*What you will do:* Take the data below and copy exactly the lines starting at the one with "Target: water droplet" and finishing at the one with "Target: water reflection", both included.

*Source data:*
..............................
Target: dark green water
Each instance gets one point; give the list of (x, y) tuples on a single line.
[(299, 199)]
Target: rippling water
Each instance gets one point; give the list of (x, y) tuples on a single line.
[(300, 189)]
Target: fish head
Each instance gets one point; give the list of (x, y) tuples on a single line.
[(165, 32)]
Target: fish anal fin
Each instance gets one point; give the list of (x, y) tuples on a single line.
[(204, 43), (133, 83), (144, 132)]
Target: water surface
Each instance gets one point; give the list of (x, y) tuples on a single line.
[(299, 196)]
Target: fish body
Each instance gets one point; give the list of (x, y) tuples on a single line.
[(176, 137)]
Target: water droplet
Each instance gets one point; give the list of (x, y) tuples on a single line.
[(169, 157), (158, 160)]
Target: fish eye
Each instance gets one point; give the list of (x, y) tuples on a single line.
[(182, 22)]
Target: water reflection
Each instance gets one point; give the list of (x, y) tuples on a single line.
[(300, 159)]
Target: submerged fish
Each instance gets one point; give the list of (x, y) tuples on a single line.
..............................
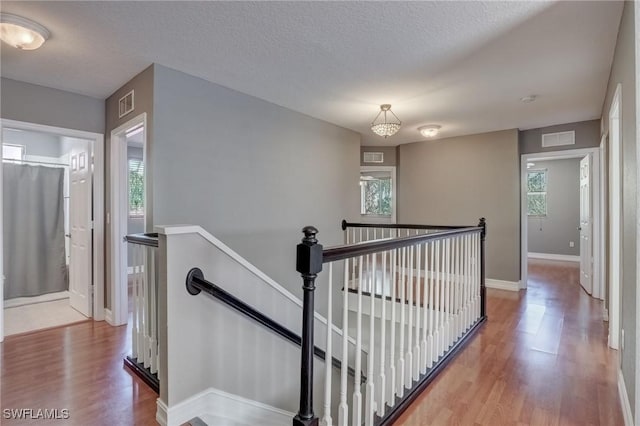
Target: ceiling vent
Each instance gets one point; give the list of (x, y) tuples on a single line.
..............................
*Finished task:*
Target: water droplet
Each instance gets one point; give the list of (x, y) tuples on a single line.
[(169, 157), (158, 160)]
Target: fish eye
Each instance gets one point; give the list of (x, y) tuples on a single line.
[(182, 22)]
Target: water reflection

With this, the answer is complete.